> [What the task asks]: Return the entry lines below verbatim, from the line containing "Practice step: locate the slatted" up to and including the line containing "point(41, 372)".

++++ Exercise materials ++++

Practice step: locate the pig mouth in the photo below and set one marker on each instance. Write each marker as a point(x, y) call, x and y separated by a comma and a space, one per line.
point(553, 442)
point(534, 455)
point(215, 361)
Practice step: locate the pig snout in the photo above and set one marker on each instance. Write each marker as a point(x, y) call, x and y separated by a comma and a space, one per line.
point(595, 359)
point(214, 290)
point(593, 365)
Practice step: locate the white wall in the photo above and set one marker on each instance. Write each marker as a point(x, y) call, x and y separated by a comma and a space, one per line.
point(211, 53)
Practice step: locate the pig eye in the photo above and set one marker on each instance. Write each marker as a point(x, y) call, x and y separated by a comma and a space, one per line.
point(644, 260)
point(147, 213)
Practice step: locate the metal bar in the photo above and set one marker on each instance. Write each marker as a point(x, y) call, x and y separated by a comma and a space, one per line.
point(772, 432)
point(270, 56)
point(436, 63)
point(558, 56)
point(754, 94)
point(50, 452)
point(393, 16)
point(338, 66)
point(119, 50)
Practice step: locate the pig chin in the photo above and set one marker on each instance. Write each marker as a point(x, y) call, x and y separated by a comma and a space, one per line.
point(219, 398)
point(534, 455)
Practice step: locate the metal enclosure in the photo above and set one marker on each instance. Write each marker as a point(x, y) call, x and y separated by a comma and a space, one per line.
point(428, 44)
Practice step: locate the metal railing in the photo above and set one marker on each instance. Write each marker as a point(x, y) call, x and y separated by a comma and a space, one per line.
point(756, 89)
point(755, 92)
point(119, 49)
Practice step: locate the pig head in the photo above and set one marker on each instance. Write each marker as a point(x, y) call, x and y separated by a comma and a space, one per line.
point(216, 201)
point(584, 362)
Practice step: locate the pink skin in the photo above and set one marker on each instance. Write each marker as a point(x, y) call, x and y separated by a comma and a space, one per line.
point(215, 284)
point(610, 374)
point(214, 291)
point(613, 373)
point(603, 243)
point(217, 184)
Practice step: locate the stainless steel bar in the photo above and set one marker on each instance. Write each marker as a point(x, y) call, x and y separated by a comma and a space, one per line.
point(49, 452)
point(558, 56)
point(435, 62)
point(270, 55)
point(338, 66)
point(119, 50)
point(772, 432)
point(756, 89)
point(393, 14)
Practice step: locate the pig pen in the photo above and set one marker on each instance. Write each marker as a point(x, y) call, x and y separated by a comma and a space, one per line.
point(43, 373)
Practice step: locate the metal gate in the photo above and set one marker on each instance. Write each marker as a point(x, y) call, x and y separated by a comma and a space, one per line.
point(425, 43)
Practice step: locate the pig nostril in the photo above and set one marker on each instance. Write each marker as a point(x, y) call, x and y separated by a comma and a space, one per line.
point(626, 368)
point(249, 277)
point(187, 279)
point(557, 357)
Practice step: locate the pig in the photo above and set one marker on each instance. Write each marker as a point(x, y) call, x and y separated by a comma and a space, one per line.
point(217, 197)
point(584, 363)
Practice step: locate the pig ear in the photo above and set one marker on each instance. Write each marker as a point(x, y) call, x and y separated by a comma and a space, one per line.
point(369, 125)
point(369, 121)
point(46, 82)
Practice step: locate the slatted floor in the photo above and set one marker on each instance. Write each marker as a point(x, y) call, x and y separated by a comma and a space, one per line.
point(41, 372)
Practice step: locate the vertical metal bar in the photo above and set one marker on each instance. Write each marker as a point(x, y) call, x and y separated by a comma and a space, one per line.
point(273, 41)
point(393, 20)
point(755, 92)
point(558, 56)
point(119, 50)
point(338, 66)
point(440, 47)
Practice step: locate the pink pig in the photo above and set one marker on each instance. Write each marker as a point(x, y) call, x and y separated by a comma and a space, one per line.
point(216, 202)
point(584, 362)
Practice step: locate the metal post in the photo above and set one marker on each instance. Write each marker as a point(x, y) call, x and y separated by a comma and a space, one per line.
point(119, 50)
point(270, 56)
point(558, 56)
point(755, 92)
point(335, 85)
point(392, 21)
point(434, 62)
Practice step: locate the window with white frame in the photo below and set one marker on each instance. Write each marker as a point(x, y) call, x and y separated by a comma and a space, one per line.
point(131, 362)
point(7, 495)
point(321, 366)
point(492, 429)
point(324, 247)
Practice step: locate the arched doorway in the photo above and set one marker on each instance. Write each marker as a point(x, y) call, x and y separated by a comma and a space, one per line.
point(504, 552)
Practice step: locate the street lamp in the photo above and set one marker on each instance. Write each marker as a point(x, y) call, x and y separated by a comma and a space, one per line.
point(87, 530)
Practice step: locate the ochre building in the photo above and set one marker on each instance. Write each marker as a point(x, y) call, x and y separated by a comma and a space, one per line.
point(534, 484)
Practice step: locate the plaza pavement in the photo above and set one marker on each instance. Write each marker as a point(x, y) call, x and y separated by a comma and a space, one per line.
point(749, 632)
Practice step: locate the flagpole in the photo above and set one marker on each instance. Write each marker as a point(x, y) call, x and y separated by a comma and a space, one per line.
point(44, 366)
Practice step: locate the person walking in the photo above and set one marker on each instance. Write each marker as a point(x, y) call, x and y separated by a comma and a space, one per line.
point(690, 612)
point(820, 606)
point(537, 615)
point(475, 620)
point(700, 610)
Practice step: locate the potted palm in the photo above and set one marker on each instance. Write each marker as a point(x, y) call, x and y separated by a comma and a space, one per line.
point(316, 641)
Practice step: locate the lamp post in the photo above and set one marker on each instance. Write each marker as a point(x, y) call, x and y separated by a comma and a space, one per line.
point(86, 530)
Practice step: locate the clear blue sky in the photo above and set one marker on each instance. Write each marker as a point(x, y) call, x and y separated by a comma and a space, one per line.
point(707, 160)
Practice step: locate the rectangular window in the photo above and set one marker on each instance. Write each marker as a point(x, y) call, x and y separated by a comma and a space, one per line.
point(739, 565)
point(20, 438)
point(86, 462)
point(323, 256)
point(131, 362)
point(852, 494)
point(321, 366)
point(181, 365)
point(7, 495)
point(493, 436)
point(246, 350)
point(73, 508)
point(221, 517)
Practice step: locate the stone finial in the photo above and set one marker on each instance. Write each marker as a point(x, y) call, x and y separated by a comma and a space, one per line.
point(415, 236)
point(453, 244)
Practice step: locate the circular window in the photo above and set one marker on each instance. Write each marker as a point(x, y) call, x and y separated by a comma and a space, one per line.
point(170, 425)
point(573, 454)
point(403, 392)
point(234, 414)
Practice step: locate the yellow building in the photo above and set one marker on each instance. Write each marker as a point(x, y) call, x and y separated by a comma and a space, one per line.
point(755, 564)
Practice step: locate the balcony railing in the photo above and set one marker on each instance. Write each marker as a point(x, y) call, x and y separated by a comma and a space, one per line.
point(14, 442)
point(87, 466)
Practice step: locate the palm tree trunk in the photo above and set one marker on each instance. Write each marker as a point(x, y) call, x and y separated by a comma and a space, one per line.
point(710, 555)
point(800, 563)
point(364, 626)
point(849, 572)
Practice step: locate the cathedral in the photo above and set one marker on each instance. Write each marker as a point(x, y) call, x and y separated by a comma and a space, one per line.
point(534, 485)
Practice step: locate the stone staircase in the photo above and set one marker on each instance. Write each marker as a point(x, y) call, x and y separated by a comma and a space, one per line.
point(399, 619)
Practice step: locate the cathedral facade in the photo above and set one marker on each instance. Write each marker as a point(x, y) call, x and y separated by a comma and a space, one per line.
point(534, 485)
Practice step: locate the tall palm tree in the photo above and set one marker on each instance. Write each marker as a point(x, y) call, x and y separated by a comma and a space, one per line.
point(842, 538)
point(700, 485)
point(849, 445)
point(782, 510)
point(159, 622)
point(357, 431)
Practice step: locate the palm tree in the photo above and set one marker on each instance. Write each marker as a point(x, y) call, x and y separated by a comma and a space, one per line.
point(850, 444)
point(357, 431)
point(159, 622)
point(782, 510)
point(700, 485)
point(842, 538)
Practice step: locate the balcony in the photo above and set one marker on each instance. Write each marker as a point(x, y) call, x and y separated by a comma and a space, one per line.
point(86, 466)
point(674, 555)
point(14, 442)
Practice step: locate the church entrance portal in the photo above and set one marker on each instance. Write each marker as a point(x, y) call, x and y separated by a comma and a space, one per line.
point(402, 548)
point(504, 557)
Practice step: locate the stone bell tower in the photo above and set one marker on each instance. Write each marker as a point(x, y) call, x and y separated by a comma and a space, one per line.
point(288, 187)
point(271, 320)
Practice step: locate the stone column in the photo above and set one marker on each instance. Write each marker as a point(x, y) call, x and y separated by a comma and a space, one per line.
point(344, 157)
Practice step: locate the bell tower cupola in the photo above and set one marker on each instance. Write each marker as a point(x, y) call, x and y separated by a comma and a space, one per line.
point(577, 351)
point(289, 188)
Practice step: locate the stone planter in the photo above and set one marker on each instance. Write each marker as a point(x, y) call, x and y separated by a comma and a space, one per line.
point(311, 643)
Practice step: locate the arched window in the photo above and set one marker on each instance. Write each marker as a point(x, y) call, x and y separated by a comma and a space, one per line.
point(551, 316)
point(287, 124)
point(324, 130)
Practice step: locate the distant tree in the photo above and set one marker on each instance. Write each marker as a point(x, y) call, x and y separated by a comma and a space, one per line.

++++

> [Response to the exercise]:
Practice step: locate the slatted floor in the photo above and set one marker on each instance. Write each marker as a point(x, y) call, x and y separated by a comma and a space, one per line.
point(41, 372)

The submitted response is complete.